┏━━
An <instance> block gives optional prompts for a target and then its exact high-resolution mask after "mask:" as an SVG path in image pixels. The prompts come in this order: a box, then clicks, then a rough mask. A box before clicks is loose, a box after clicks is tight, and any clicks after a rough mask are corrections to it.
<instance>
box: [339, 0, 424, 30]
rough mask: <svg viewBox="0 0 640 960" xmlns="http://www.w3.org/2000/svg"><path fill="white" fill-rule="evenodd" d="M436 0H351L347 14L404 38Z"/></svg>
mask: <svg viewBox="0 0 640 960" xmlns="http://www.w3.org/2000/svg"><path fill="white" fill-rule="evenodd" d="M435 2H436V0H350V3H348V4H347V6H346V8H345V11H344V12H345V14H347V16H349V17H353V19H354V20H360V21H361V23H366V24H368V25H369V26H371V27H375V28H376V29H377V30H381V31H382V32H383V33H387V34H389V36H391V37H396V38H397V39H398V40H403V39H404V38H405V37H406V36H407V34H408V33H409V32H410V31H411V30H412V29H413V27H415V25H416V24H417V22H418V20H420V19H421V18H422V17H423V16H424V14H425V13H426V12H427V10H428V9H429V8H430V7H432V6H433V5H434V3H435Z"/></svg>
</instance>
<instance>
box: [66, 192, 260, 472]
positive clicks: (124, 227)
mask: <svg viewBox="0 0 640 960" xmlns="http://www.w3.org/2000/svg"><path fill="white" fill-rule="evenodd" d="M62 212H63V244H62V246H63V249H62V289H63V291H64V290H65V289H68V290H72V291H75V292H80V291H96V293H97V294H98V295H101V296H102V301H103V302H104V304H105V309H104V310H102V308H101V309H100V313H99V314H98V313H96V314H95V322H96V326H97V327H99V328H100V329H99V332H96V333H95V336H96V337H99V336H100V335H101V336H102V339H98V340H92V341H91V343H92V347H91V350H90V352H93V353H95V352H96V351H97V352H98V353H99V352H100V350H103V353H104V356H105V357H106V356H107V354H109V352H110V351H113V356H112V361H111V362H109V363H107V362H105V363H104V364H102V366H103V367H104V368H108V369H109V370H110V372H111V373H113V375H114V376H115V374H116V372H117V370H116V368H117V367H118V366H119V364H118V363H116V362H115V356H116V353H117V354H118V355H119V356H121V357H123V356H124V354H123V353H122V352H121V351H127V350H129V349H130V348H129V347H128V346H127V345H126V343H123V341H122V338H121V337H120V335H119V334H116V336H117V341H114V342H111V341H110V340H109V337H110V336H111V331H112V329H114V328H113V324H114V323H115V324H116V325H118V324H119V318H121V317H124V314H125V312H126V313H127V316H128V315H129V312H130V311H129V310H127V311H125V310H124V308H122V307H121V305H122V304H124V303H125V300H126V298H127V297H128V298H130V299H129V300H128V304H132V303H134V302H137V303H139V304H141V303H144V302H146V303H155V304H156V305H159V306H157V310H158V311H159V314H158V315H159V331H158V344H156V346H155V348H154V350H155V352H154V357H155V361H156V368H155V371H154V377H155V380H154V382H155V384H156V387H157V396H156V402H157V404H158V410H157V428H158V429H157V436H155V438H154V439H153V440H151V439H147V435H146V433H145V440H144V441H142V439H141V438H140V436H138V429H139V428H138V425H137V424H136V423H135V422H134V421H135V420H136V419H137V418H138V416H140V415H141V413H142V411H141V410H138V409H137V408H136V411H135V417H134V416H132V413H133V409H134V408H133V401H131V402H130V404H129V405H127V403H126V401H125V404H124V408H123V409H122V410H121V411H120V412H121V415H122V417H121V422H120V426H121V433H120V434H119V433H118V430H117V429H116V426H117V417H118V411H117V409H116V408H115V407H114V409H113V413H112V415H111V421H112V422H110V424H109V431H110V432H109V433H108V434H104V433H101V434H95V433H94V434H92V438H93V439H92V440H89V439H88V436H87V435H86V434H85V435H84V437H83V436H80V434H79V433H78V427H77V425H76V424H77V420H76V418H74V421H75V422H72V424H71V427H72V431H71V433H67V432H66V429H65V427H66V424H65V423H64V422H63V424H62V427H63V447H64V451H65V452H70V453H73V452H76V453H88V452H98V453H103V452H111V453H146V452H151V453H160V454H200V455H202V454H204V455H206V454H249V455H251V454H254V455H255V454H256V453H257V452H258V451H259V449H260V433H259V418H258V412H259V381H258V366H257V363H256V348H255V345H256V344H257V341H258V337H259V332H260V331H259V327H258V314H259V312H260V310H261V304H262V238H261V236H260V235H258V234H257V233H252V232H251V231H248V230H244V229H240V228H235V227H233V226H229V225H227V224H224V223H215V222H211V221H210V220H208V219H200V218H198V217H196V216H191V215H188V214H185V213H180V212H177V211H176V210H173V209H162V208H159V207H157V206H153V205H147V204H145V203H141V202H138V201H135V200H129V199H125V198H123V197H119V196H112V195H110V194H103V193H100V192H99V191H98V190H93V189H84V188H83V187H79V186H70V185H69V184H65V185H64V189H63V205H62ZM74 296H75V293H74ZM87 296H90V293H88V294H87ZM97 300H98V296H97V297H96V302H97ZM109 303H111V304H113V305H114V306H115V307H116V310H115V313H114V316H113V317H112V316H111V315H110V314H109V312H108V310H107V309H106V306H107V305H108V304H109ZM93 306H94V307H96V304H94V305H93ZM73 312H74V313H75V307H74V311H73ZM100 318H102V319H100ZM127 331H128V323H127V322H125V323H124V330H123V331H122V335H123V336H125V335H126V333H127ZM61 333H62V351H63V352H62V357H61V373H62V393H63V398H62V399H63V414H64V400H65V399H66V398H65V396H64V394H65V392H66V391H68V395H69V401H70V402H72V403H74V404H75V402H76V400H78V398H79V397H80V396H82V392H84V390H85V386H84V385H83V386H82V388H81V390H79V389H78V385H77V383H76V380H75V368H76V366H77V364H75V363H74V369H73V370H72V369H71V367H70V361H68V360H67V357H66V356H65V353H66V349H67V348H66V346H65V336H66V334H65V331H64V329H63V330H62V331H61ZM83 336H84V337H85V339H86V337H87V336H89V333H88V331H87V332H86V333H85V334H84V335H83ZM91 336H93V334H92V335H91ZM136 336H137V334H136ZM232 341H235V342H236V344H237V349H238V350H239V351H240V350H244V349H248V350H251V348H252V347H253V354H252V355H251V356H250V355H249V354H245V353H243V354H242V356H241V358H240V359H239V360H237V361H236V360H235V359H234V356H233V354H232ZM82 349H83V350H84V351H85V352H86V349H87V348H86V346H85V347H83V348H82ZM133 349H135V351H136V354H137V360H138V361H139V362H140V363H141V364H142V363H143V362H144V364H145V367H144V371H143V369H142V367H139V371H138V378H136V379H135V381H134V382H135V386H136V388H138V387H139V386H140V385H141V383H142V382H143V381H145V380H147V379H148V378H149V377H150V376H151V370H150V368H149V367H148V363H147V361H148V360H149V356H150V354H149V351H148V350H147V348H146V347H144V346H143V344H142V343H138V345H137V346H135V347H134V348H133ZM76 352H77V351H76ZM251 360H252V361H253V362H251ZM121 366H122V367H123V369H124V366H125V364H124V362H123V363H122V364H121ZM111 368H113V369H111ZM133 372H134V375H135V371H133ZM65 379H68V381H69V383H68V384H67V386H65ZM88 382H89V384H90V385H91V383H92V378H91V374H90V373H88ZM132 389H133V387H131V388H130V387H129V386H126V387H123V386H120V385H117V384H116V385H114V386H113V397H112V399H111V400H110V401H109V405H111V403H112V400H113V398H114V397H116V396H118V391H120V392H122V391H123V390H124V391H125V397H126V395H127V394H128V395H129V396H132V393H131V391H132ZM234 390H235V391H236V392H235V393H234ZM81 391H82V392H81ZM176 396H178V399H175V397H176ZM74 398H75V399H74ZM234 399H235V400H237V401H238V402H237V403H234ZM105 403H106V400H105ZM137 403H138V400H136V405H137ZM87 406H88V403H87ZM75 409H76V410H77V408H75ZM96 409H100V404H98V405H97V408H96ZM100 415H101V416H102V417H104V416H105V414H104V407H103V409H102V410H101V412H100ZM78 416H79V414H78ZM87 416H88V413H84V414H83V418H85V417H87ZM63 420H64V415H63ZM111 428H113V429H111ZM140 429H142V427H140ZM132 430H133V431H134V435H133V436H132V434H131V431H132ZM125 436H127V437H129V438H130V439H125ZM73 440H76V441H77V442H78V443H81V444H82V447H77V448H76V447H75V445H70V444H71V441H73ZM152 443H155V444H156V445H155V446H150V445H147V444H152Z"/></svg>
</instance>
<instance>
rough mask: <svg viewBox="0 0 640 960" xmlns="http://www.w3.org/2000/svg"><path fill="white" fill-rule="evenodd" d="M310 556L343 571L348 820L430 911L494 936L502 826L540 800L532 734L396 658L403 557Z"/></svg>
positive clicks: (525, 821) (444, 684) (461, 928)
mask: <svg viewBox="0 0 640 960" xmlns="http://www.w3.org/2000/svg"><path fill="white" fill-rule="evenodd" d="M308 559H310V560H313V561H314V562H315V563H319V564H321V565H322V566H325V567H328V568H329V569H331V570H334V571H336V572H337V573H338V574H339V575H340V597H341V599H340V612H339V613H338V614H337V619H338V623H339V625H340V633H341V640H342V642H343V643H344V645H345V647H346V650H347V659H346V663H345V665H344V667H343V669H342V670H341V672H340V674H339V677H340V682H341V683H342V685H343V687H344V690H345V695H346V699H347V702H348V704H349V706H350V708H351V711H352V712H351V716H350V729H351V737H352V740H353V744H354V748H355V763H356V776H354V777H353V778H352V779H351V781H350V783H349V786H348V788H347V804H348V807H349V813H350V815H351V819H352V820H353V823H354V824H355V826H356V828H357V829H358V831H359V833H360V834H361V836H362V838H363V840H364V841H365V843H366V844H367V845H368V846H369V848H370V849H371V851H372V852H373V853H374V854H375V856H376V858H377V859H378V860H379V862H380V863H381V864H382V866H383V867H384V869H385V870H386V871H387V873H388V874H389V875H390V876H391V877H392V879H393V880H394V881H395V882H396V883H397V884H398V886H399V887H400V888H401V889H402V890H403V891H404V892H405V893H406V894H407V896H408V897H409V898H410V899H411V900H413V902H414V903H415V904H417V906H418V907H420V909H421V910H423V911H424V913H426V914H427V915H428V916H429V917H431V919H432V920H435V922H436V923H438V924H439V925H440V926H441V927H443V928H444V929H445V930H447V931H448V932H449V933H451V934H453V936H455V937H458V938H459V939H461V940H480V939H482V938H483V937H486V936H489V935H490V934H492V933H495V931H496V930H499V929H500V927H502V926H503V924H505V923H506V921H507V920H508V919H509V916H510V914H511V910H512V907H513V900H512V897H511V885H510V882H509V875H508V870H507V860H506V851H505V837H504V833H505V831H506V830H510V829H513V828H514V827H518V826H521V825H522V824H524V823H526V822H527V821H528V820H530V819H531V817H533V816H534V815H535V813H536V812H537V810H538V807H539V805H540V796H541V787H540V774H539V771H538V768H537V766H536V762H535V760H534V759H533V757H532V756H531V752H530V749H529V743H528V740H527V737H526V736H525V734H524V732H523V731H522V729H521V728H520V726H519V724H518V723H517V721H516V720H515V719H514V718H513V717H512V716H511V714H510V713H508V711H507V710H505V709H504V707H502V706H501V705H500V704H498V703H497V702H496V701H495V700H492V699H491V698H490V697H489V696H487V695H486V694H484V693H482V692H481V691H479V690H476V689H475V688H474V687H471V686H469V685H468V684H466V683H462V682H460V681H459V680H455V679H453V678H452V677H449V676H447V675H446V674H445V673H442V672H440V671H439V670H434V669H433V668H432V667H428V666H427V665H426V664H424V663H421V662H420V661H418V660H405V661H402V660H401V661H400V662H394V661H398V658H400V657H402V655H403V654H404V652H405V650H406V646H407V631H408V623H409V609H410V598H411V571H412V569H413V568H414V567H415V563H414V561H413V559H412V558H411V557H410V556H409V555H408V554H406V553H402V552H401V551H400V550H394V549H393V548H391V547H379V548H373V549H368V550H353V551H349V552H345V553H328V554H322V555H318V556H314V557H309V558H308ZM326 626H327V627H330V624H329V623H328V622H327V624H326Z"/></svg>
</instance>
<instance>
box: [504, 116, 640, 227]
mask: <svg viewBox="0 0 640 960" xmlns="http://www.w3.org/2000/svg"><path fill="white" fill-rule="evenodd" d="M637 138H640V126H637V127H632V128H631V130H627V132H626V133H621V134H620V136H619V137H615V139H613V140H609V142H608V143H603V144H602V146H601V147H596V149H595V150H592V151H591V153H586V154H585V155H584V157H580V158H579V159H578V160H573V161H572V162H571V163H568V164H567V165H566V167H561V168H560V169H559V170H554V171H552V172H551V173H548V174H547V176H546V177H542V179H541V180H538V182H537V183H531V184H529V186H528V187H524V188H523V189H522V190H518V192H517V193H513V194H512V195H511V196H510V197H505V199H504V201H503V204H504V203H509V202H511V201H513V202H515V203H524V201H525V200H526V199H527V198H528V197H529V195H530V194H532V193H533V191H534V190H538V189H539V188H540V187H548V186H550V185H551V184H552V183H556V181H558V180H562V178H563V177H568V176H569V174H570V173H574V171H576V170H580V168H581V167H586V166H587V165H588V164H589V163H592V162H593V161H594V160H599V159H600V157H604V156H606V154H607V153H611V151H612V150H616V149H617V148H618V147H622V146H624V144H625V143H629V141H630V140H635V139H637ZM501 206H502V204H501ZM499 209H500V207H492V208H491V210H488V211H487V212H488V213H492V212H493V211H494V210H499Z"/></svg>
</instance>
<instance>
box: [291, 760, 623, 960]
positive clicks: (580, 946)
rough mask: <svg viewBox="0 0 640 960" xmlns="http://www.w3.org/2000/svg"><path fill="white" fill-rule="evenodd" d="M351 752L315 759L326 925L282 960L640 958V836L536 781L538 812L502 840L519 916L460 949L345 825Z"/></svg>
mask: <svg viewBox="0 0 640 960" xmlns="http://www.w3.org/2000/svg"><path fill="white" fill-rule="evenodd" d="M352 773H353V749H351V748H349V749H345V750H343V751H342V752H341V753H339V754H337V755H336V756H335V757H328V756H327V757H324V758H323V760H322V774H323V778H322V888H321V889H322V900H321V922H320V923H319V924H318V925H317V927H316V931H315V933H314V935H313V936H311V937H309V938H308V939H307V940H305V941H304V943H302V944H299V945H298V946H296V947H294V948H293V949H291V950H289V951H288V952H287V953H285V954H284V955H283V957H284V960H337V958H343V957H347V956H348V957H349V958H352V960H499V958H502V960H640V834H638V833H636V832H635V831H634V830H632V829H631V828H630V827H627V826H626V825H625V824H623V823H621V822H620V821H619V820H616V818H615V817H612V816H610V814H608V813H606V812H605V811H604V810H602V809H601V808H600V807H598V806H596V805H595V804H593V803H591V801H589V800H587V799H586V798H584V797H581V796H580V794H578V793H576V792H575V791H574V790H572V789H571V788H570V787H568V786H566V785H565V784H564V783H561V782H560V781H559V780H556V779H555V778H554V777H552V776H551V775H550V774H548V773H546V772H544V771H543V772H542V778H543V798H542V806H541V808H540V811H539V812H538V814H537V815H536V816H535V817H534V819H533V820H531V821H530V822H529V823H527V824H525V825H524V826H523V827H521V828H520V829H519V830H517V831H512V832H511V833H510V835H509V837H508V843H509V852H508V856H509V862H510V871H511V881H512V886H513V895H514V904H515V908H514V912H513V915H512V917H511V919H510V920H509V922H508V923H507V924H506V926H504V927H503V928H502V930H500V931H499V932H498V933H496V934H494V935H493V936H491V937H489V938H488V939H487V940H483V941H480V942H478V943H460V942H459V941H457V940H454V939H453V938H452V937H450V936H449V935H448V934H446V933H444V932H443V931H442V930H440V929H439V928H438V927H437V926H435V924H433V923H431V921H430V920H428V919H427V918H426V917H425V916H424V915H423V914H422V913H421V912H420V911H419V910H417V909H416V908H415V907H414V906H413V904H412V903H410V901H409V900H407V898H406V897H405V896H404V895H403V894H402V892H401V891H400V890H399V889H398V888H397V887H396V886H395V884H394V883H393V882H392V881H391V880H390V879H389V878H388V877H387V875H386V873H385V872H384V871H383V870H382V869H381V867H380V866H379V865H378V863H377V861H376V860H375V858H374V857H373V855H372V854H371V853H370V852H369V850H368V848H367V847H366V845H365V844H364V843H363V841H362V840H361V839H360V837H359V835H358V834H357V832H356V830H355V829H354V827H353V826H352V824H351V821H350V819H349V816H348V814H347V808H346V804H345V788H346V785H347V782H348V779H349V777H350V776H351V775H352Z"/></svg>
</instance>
┗━━
> What to work on:
Search the entries for the string "positive" and collect each line that has it.

> Output for this task:
positive clicks: (124, 227)
positive clicks: (525, 821) (444, 684) (461, 928)
positive clicks: (580, 946)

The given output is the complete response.